■ Extract
"""

Problems with Web Application Development Today

I want to separate "web app" development from general "web" development, simply because most websites aren't single-page applications, or web apps in the sense we think of gmail, or hey.com. It's put most concisely in "How the Web is Really Built". Here, though, I'll be talking about that subset of the web which can be categorized more as an application than simply a web site.

Building a web app is always going to be a complex endeavour. SPA view libraries like React have emerged in the past five or so years as an awesome way to handle that complexity on the client side, allowing developers to build interactive user-interfaces in a composable way, re-using components easily in different parts of the site.

"""

■ Record excerpts
"""

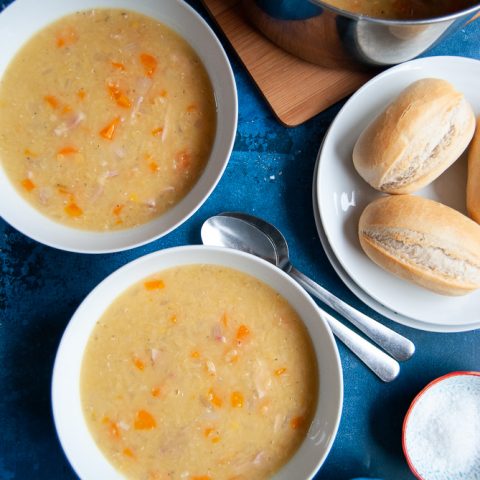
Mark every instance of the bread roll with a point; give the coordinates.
(473, 180)
(424, 242)
(418, 136)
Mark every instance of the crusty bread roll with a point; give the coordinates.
(473, 179)
(418, 136)
(424, 242)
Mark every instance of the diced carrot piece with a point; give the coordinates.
(123, 101)
(118, 66)
(67, 151)
(73, 210)
(52, 101)
(154, 284)
(149, 63)
(236, 400)
(139, 363)
(117, 210)
(153, 166)
(242, 333)
(63, 190)
(297, 422)
(128, 453)
(157, 131)
(231, 356)
(28, 185)
(113, 429)
(108, 131)
(215, 400)
(28, 153)
(144, 421)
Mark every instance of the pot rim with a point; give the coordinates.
(384, 21)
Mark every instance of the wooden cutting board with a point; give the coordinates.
(296, 90)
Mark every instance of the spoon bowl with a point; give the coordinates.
(265, 240)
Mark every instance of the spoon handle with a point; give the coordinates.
(392, 342)
(385, 367)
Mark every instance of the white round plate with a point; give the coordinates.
(23, 18)
(80, 448)
(342, 195)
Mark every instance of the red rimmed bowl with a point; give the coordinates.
(441, 430)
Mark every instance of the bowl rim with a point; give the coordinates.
(465, 12)
(458, 373)
(331, 372)
(81, 240)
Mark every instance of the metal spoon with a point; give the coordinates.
(229, 231)
(398, 346)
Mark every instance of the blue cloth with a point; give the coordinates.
(269, 174)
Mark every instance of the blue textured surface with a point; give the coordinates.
(269, 174)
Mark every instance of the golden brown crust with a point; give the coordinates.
(404, 130)
(473, 181)
(437, 226)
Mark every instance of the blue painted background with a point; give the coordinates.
(269, 174)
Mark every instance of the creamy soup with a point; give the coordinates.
(107, 119)
(403, 9)
(199, 373)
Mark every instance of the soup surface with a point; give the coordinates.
(403, 9)
(199, 373)
(107, 119)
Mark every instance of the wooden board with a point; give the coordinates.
(296, 90)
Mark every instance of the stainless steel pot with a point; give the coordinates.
(328, 36)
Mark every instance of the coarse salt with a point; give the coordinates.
(443, 430)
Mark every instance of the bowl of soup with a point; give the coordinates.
(197, 363)
(117, 118)
(359, 34)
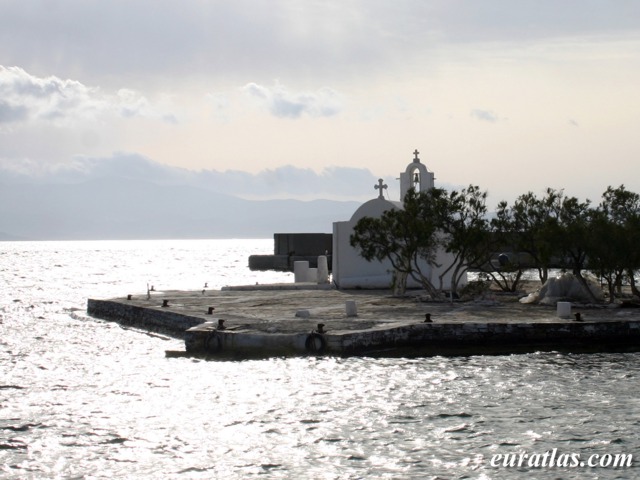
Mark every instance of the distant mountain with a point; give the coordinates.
(112, 207)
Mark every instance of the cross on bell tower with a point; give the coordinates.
(415, 177)
(381, 186)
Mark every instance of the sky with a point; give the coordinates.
(510, 96)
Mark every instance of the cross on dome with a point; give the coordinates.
(381, 186)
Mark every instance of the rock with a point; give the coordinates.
(565, 287)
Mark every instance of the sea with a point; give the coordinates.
(82, 398)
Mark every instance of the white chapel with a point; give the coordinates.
(349, 269)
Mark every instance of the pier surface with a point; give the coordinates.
(273, 320)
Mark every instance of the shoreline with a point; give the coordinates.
(260, 321)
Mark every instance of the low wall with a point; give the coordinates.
(386, 340)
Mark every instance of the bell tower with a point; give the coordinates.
(416, 177)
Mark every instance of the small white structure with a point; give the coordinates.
(349, 269)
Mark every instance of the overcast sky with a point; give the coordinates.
(511, 96)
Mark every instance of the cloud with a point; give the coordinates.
(285, 104)
(484, 115)
(338, 183)
(273, 38)
(26, 97)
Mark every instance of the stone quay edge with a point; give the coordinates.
(261, 321)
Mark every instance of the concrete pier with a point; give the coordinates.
(261, 321)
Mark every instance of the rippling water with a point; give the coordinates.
(83, 398)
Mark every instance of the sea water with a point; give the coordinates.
(86, 398)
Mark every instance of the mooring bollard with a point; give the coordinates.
(564, 309)
(351, 309)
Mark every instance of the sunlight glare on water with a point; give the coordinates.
(83, 398)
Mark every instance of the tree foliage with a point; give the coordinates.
(554, 230)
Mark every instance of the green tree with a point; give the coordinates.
(614, 234)
(531, 226)
(461, 217)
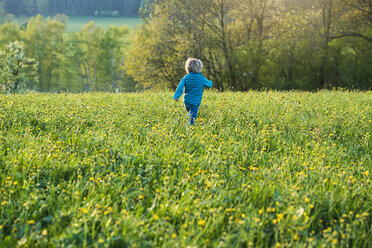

"""

Continue the piece on the problems with web application development today, picking up after its last sentence.

■ Exercise answer
Duplication of Concerns

Generally, when building a React app, you get any dynamic data through a loosely coupled JSON API (in my personal preference, probably written with Django REST Framework). If you're using a web framework like Django or Ruby on Rails, then you're going to have a lot of complexity and business logic on both the frontend and backend. Whenever you add a feature, you need to ask yourself where it should be added. The loose coupling between parts that may very well be written in different languages means that it's really difficult to share code, and even if you're doing something as simple as validating a form, you'll probably end up with a decent amount of duplicated business logic, a big no-no if you follow the DRY principle!

Data Fetching Boilerplate

Loosely-coupled APIs present another challenge when building web apps: the boilerplate that comes along with getting the data out of your database and displayed in a browser. The general process for an SPA follows this outline:

  1. [User] Navigates to a page, submits a form, or clicks on a resource.

  2. [Browser] Send a request, along with any route parameters and arguments, to a backend API endpoint.

  3. [Server] API endpoint is called, fetches data from the database using the parameters in the request.

  4. [Server] After retrieving data from the database, marshal that data into JSON to be sent back to the client.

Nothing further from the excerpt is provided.